● Written task:
Arrange every line of the listing below as a Markdown table with two columns, Row and Line, numbering the rows in order and omitting blank lines.

[Some records]
>> Start

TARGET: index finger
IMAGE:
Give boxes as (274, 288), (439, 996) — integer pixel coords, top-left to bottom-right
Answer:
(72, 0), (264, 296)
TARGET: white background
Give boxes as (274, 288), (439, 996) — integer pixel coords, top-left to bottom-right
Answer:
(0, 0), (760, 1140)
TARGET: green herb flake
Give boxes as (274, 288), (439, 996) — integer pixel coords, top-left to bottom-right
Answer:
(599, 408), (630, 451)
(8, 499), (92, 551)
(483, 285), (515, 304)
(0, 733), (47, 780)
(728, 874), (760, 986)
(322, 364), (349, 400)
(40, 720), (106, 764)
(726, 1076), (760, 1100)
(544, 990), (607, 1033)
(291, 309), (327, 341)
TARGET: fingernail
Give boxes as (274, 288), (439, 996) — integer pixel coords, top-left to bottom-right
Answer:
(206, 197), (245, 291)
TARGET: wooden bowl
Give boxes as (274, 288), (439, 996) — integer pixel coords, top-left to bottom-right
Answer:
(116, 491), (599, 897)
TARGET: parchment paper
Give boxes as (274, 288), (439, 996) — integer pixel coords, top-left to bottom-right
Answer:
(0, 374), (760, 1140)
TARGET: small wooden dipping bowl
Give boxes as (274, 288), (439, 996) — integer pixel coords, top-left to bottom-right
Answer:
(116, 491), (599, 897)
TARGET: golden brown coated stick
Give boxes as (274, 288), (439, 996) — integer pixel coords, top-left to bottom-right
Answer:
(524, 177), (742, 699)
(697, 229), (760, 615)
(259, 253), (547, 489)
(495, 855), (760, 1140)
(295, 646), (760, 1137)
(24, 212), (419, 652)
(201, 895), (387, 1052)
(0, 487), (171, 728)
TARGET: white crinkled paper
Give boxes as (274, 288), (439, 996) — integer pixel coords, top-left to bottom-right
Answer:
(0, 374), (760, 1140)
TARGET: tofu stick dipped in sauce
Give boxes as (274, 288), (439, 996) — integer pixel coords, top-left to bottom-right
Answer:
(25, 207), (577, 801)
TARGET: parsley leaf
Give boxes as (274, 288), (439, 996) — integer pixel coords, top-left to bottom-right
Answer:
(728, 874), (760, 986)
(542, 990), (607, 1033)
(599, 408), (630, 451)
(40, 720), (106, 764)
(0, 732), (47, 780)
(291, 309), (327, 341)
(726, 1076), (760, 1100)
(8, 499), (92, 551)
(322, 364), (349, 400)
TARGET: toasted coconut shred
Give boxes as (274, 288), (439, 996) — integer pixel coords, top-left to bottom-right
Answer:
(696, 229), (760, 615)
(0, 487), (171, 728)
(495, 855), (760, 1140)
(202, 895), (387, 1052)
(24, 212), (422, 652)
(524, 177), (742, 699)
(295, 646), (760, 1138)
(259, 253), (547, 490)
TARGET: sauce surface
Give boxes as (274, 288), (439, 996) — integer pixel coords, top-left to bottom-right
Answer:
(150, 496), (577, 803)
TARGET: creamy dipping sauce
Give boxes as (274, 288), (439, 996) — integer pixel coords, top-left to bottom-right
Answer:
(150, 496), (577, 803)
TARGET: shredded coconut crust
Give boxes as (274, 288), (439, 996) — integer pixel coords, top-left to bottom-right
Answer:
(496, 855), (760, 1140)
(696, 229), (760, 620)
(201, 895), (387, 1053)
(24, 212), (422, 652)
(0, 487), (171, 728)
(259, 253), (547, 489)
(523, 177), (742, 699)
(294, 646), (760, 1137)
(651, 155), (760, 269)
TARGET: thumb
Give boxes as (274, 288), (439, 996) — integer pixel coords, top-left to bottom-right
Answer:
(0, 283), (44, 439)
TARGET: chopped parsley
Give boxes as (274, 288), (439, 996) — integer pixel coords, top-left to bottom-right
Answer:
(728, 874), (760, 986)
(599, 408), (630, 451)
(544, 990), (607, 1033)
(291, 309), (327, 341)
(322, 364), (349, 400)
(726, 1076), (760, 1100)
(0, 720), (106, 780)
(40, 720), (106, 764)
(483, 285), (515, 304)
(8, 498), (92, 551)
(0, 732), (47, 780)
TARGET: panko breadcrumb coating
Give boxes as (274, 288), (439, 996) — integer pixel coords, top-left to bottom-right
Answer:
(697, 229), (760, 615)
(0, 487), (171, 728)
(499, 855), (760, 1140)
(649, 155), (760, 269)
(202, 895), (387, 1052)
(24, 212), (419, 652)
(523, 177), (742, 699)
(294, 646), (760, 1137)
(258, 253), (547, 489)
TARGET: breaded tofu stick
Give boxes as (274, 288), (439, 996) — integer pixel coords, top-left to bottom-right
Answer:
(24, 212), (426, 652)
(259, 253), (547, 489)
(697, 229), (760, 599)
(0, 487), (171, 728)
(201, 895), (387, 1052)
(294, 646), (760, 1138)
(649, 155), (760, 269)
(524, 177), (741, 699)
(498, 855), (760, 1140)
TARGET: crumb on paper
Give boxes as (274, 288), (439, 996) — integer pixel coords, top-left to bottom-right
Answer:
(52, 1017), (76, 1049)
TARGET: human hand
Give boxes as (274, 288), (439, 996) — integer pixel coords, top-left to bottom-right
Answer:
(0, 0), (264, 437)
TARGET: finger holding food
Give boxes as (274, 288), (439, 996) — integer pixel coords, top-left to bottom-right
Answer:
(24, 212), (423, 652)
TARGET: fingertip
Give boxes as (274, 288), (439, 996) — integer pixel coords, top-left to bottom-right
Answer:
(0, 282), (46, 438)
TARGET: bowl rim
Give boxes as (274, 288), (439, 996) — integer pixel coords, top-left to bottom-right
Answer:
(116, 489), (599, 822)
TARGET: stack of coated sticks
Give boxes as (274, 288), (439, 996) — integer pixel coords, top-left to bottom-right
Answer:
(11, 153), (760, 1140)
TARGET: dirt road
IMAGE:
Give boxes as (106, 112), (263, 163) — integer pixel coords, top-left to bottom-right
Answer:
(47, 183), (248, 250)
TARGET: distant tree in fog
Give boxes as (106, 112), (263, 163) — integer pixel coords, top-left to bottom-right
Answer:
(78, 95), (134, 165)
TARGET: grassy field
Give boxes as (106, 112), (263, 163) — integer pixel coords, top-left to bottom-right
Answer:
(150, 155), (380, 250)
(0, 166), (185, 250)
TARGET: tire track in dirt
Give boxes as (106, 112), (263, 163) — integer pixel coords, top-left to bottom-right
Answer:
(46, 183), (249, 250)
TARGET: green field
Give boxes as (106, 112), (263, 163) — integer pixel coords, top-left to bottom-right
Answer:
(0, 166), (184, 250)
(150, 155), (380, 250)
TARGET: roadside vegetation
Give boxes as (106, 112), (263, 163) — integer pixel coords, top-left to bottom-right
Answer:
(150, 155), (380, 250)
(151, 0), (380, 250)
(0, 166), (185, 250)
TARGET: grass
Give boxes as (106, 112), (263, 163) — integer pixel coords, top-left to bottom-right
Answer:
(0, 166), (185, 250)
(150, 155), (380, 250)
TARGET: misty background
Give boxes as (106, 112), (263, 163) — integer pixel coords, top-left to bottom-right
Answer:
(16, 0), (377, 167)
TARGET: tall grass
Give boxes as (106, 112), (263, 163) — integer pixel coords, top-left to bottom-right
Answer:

>> End

● Response:
| Row | Line |
|---|---|
| 1 | TARGET: index finger |
| 2 | IMAGE: |
| 3 | Give boxes as (274, 288), (439, 996) — integer pixel coords, top-left to bottom-right |
| 4 | Answer: |
| 5 | (72, 0), (264, 296) |
| 6 | TARGET: white background |
| 7 | Give boxes as (274, 288), (439, 996) — integer pixel coords, top-left to bottom-right |
| 8 | Answer: |
| 9 | (0, 0), (760, 1140) |
| 10 | TARGET: green herb flake |
| 11 | Give boxes as (274, 288), (439, 996) — integer pixel coords, top-left to bottom-right |
| 12 | Answer: |
| 13 | (599, 408), (630, 451) |
| 14 | (8, 499), (92, 551) |
| 15 | (483, 285), (515, 304) |
| 16 | (0, 733), (47, 780) |
| 17 | (728, 874), (760, 986) |
| 18 | (322, 364), (349, 400) |
| 19 | (40, 720), (106, 764) |
| 20 | (726, 1076), (760, 1100) |
| 21 | (544, 990), (607, 1033) |
| 22 | (291, 309), (327, 341) |
| 23 | TARGET: fingernail |
| 24 | Give boxes as (274, 288), (439, 996) — integer pixel coords, top-left to bottom-right |
| 25 | Answer: |
| 26 | (206, 197), (245, 291) |
| 27 | TARGET: wooden bowl |
| 28 | Give boxes as (274, 288), (439, 996) — integer pixel coords, top-left to bottom-right |
| 29 | Answer: |
| 30 | (116, 491), (599, 897) |
| 31 | TARGET: parchment paper |
| 32 | Give boxes as (274, 288), (439, 996) — integer pixel coords, top-left to bottom-right |
| 33 | Answer: |
| 34 | (0, 374), (760, 1140) |
| 35 | TARGET: small wooden dipping bowl |
| 36 | Give boxes as (274, 288), (439, 996) — integer pixel coords, top-left to bottom-right |
| 37 | Answer: |
| 38 | (116, 491), (599, 897) |
| 39 | TARGET: golden brown coated stick |
| 40 | Give boxes as (274, 288), (439, 996) — integer pixel coords, top-left to bottom-right |
| 41 | Answer: |
| 42 | (524, 177), (742, 699) |
| 43 | (697, 229), (760, 615) |
| 44 | (259, 253), (547, 489) |
| 45 | (495, 855), (760, 1140) |
| 46 | (295, 646), (760, 1137) |
| 47 | (24, 212), (419, 652) |
| 48 | (201, 895), (387, 1052) |
| 49 | (0, 487), (171, 728) |
| 50 | TARGET: white crinkled paper |
| 51 | Give boxes as (274, 288), (439, 996) — integer pixel coords, top-left to bottom-right |
| 52 | Answer: |
| 53 | (0, 374), (760, 1140) |
| 54 | TARGET: tofu stick dipped in sauce |
| 55 | Give boxes as (274, 288), (439, 996) — integer pixel coords, top-left to bottom-right |
| 56 | Answer: |
| 57 | (25, 207), (577, 801) |
| 58 | TARGET: parsley leaf |
| 59 | Give boxes as (274, 288), (439, 996) — integer pixel coords, top-left to bottom-right |
| 60 | Answer: |
| 61 | (728, 874), (760, 986) |
| 62 | (542, 990), (607, 1033) |
| 63 | (599, 408), (630, 451) |
| 64 | (40, 720), (106, 764) |
| 65 | (0, 732), (47, 780) |
| 66 | (291, 309), (327, 341) |
| 67 | (726, 1076), (760, 1100) |
| 68 | (8, 499), (92, 551) |
| 69 | (322, 364), (349, 400) |
| 70 | TARGET: toasted coconut shred |
| 71 | Give boxes as (274, 288), (439, 996) — integer pixel coords, top-left to bottom-right |
| 72 | Answer: |
| 73 | (696, 229), (760, 615) |
| 74 | (0, 487), (171, 728) |
| 75 | (495, 855), (760, 1140) |
| 76 | (202, 895), (387, 1052) |
| 77 | (24, 212), (422, 652) |
| 78 | (524, 177), (742, 699) |
| 79 | (295, 646), (760, 1138) |
| 80 | (259, 253), (547, 490) |
| 81 | TARGET: sauce surface |
| 82 | Give boxes as (274, 288), (439, 996) — integer pixel coords, top-left to bottom-right |
| 83 | Answer: |
| 84 | (150, 496), (577, 803) |
| 85 | TARGET: creamy dipping sauce |
| 86 | Give boxes as (274, 288), (439, 996) — integer pixel coords, top-left to bottom-right |
| 87 | Answer: |
| 88 | (150, 496), (577, 803) |
| 89 | TARGET: shredded coconut crust |
| 90 | Give boxes as (274, 288), (439, 996) — integer pixel coords, top-left to bottom-right |
| 91 | Answer: |
| 92 | (496, 855), (760, 1140) |
| 93 | (696, 229), (760, 620) |
| 94 | (201, 895), (387, 1053) |
| 95 | (24, 212), (422, 652) |
| 96 | (0, 487), (171, 728) |
| 97 | (259, 253), (547, 489) |
| 98 | (523, 177), (742, 699) |
| 99 | (294, 646), (760, 1137) |
| 100 | (651, 155), (760, 269) |
| 101 | TARGET: thumb |
| 102 | Give boxes as (274, 288), (439, 996) — integer pixel coords, top-left to bottom-right |
| 103 | Answer: |
| 104 | (0, 283), (44, 439) |
| 105 | TARGET: chopped parsley |
| 106 | Give boxes as (274, 288), (439, 996) — integer pixel coords, top-left to bottom-right |
| 107 | Answer: |
| 108 | (728, 874), (760, 986) |
| 109 | (599, 408), (630, 451) |
| 110 | (544, 990), (607, 1033) |
| 111 | (291, 309), (327, 341) |
| 112 | (322, 364), (349, 400) |
| 113 | (726, 1076), (760, 1100) |
| 114 | (0, 720), (106, 780) |
| 115 | (40, 720), (106, 764) |
| 116 | (483, 285), (515, 304) |
| 117 | (8, 498), (92, 551) |
| 118 | (0, 732), (47, 780) |
| 119 | TARGET: panko breadcrumb coating |
| 120 | Give boxes as (274, 288), (439, 996) — integer pixel coords, top-left to bottom-right |
| 121 | Answer: |
| 122 | (697, 229), (760, 615) |
| 123 | (0, 487), (171, 728) |
| 124 | (499, 855), (760, 1140) |
| 125 | (649, 155), (760, 269) |
| 126 | (202, 895), (387, 1052) |
| 127 | (24, 212), (419, 652) |
| 128 | (523, 177), (742, 699) |
| 129 | (294, 646), (760, 1137) |
| 130 | (258, 253), (547, 489) |
| 131 | TARGET: breaded tofu stick |
| 132 | Give boxes as (274, 288), (439, 996) — integer pixel coords, top-left to bottom-right |
| 133 | Answer: |
| 134 | (24, 212), (426, 652) |
| 135 | (259, 253), (547, 489) |
| 136 | (697, 229), (760, 599) |
| 137 | (0, 487), (171, 728) |
| 138 | (201, 895), (387, 1052) |
| 139 | (294, 646), (760, 1138) |
| 140 | (649, 155), (760, 269) |
| 141 | (524, 177), (741, 699) |
| 142 | (498, 855), (760, 1140) |
| 143 | TARGET: crumb on paper |
| 144 | Give boxes as (274, 288), (439, 996) — integer pixel coords, top-left to bottom-right |
| 145 | Answer: |
| 146 | (52, 1017), (76, 1049) |
| 147 | TARGET: human hand |
| 148 | Give boxes as (274, 288), (439, 996) — integer pixel coords, top-left to bottom-right |
| 149 | Answer: |
| 150 | (0, 0), (264, 437) |
| 151 | TARGET: finger holding food |
| 152 | Give boxes as (274, 288), (439, 996) — integer pixel coords, top-left to bottom-right |
| 153 | Answer: |
| 154 | (24, 212), (423, 652) |
| 155 | TARGET: fingertip |
| 156 | Give boxes as (274, 288), (439, 996) — integer pixel coords, top-left to bottom-right |
| 157 | Answer: |
| 158 | (0, 282), (46, 438) |
| 159 | TARGET: bowl rim |
| 160 | Give boxes as (274, 288), (439, 996) — integer pixel coords, top-left to bottom-right |
| 161 | Answer: |
| 162 | (116, 489), (599, 822) |
| 163 | TARGET: stack of coated sticks |
| 164 | Give boxes as (274, 288), (439, 996) — integer pixel coords, top-left to bottom-right |
| 165 | Answer: |
| 166 | (11, 153), (760, 1140) |
| 167 | TARGET: dirt road |
| 168 | IMAGE: |
| 169 | Give boxes as (106, 112), (263, 163) — integer pixel coords, top-left to bottom-right |
| 170 | Answer: |
| 171 | (47, 183), (248, 250) |
| 172 | TARGET: distant tree in fog |
| 173 | Give boxes as (106, 112), (263, 163) — integer pixel coords, top-left to bottom-right |
| 174 | Answer: |
| 175 | (78, 95), (134, 165) |
| 176 | TARGET: grassy field |
| 177 | Give boxes as (106, 112), (263, 163) — integer pixel coords, top-left to bottom-right |
| 178 | Answer: |
| 179 | (150, 155), (380, 250) |
| 180 | (0, 166), (185, 250) |
| 181 | TARGET: tire track in dirt |
| 182 | Give boxes as (106, 112), (263, 163) — integer pixel coords, top-left to bottom-right |
| 183 | Answer: |
| 184 | (46, 183), (249, 250) |
| 185 | TARGET: green field |
| 186 | Give boxes as (106, 112), (263, 163) — integer pixel coords, top-left to bottom-right |
| 187 | Answer: |
| 188 | (0, 166), (184, 250) |
| 189 | (150, 155), (380, 250) |
| 190 | TARGET: roadside vegetation |
| 191 | Give boxes as (106, 112), (263, 163) — integer pixel coords, top-left to bottom-right |
| 192 | Answer: |
| 193 | (150, 155), (380, 250) |
| 194 | (151, 0), (380, 250) |
| 195 | (0, 166), (185, 250) |
| 196 | TARGET: grass |
| 197 | Give boxes as (106, 112), (263, 163) — integer pixel coords, top-left to bottom-right |
| 198 | Answer: |
| 199 | (0, 166), (185, 250) |
| 200 | (150, 155), (380, 250) |
| 201 | TARGET: misty background |
| 202 | Give boxes as (106, 112), (263, 163) — integer pixel coords, top-left to bottom-right |
| 203 | Answer: |
| 204 | (16, 0), (377, 167) |
| 205 | TARGET: tall grass |
| 206 | Give boxes as (106, 112), (263, 163) — integer pixel coords, top-left to bottom-right |
| 207 | Answer: |